-- Dataset content start --

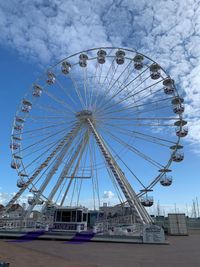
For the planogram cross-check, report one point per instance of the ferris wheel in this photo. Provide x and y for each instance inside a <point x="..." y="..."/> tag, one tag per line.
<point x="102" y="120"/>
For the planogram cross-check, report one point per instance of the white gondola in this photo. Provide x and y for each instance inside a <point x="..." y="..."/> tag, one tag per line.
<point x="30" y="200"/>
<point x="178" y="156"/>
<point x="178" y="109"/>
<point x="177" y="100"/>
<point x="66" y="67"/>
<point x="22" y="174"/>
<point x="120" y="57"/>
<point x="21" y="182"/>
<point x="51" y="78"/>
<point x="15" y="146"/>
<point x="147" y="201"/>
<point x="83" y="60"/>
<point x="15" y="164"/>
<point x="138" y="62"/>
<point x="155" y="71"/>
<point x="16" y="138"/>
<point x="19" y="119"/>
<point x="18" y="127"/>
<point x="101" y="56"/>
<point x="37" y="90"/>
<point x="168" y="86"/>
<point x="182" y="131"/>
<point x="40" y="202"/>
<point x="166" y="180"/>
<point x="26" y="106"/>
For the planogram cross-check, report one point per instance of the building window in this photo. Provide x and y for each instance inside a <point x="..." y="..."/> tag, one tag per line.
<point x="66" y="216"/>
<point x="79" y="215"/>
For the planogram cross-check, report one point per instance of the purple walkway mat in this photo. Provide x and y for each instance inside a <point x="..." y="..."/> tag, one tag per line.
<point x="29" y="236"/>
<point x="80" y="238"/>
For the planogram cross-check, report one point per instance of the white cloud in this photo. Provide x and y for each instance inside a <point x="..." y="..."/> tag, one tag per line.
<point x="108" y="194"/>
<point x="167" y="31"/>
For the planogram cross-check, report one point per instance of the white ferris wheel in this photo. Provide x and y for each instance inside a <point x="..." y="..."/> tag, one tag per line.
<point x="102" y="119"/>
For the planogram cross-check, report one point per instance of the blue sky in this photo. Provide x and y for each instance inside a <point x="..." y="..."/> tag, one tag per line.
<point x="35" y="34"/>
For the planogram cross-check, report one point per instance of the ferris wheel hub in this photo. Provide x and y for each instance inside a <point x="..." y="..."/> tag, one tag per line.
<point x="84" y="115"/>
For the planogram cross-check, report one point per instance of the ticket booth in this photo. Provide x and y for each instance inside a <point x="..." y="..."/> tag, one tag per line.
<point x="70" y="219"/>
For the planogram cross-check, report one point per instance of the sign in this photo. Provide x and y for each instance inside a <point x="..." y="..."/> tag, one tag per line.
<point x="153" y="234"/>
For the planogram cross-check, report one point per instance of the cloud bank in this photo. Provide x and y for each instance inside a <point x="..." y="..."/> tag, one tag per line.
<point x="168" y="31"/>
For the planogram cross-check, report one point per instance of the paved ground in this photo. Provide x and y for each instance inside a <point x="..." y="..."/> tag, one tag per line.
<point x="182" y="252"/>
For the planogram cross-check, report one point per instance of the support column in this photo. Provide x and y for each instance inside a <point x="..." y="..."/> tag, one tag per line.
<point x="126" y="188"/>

-- Dataset content end --
-- Dataset content start --

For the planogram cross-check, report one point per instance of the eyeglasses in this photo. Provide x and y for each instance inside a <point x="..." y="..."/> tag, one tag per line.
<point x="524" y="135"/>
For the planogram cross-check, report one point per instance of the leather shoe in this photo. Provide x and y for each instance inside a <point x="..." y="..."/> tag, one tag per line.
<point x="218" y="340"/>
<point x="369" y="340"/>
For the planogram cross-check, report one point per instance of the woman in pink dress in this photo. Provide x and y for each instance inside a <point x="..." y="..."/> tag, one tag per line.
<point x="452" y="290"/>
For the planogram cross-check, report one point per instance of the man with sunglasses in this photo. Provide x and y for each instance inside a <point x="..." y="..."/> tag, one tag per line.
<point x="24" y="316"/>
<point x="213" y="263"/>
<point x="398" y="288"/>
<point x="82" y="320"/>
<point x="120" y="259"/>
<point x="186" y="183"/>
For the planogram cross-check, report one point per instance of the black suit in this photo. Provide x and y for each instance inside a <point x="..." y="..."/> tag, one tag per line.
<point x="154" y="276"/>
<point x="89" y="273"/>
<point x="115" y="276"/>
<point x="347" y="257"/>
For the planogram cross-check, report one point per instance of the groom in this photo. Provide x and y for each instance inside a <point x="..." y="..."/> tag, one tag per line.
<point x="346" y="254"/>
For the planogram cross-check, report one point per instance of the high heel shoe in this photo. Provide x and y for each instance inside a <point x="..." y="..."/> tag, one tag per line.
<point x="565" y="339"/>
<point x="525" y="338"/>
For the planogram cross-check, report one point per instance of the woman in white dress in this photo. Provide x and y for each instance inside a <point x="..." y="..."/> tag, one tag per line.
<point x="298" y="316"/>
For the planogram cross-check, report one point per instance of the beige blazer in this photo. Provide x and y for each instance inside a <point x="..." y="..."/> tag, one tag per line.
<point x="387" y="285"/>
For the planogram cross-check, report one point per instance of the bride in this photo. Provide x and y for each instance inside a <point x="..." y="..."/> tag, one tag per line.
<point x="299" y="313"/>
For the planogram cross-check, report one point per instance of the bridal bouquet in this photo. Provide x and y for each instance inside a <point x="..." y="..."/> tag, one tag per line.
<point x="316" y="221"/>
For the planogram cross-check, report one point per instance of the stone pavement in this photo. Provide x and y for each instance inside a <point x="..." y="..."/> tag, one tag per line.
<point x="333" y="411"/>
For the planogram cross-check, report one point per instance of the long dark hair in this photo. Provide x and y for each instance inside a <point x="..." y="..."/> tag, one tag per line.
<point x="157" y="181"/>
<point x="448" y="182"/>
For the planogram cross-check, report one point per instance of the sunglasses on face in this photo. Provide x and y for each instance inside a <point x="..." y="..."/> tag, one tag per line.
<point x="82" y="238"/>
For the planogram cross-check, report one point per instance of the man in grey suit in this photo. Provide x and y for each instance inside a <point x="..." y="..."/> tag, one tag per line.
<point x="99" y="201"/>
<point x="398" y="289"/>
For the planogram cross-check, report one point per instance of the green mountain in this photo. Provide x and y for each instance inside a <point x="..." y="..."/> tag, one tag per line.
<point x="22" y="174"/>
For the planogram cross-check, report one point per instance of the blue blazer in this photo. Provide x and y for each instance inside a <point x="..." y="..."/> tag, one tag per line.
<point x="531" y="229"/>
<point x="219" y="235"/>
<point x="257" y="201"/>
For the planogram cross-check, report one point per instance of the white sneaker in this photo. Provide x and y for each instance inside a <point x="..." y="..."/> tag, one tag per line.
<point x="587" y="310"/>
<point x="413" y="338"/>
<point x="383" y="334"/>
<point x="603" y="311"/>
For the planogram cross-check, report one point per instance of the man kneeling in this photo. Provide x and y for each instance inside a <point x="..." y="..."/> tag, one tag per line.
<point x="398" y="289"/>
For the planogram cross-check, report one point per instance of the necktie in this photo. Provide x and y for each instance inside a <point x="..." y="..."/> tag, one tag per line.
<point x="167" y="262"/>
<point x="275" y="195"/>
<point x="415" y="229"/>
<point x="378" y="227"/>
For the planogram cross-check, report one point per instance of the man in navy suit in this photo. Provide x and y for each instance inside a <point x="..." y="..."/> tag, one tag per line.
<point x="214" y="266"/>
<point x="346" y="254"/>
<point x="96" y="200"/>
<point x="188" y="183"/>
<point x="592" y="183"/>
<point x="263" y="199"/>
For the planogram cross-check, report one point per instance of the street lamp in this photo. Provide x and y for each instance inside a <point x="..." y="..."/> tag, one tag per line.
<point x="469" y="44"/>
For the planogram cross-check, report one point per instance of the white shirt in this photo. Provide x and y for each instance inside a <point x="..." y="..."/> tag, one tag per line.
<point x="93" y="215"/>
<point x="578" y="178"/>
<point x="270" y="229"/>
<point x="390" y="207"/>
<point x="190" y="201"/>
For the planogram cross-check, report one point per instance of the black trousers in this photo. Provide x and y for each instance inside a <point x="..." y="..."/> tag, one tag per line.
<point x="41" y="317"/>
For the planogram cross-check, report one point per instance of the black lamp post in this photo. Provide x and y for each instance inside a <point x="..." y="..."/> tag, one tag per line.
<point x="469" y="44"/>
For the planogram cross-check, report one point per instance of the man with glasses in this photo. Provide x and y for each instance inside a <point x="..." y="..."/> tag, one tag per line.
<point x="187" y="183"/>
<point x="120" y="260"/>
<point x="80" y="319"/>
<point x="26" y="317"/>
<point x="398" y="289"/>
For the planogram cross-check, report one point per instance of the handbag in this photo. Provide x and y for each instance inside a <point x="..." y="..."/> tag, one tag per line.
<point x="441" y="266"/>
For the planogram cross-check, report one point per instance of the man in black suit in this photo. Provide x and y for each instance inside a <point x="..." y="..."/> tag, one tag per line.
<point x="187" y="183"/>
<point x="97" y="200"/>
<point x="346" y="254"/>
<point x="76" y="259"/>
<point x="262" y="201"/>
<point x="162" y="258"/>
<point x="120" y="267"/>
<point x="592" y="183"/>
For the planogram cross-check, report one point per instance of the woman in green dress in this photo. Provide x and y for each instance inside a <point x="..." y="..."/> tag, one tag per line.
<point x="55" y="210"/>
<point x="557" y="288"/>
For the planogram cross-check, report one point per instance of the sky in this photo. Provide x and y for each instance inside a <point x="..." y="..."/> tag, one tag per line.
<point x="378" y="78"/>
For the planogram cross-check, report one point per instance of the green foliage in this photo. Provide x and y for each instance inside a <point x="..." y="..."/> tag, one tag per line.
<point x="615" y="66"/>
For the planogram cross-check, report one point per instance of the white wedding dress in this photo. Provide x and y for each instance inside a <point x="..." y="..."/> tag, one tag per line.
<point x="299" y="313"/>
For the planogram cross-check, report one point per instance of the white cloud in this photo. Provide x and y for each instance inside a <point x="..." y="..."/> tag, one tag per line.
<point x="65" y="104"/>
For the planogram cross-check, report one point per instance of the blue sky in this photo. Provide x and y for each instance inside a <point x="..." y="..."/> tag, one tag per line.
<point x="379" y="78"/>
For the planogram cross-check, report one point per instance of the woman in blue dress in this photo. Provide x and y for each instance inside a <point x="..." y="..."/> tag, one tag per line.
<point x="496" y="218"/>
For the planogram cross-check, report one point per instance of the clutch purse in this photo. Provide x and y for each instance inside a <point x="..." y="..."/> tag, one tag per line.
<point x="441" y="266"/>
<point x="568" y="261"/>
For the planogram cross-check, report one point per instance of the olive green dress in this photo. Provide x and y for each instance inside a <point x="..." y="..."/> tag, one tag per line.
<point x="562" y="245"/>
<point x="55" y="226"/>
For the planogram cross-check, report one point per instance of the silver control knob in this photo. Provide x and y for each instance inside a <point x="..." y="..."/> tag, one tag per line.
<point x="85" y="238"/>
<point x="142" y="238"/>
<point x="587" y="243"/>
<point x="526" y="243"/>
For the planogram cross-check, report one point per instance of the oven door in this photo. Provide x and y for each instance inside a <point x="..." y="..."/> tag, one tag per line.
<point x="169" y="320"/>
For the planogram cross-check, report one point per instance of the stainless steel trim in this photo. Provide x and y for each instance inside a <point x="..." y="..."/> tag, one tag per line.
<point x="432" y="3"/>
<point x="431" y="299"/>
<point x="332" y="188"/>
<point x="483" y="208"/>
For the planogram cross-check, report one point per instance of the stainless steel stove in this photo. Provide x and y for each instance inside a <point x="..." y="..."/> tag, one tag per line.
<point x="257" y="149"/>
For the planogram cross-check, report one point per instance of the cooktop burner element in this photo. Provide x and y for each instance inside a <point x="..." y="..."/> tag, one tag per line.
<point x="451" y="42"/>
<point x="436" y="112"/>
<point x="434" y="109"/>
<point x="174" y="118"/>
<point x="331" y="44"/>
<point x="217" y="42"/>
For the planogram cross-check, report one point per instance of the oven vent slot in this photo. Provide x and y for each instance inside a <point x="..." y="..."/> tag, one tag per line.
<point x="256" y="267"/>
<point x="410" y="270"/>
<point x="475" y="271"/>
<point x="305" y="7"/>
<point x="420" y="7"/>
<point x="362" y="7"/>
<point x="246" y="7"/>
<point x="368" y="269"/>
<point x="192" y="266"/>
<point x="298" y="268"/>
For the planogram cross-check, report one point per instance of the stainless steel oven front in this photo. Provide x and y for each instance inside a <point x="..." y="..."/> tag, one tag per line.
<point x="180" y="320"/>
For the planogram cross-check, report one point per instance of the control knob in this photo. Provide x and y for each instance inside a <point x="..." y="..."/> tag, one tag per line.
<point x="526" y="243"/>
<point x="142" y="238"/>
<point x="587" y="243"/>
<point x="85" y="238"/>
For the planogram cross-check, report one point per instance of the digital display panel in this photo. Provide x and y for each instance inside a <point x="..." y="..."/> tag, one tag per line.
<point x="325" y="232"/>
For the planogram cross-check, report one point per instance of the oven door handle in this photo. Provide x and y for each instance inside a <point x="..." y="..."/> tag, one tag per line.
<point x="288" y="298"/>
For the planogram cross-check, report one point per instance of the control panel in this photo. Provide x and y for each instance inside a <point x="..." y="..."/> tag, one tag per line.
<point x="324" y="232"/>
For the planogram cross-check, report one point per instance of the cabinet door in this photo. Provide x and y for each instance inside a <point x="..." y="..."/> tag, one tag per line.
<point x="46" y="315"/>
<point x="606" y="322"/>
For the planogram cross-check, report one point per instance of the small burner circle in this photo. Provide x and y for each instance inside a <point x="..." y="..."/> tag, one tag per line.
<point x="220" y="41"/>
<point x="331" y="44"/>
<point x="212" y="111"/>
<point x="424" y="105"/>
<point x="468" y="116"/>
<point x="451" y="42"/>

-- Dataset content end --

What you should do:
Report each line of the rows above that contains the string "lamp", copied in full. Case counts when matching.

The output:
For the planogram cross-check, report one point per instance of the street lamp in this photo. Provide x and y for each instance inside a <point x="..." y="..."/> tag, one tag per line.
For the planogram cross-check, report one point per instance of the black lamp post in this photo. Provide x and y for each instance inside a <point x="..." y="..."/> tag, one tag per line.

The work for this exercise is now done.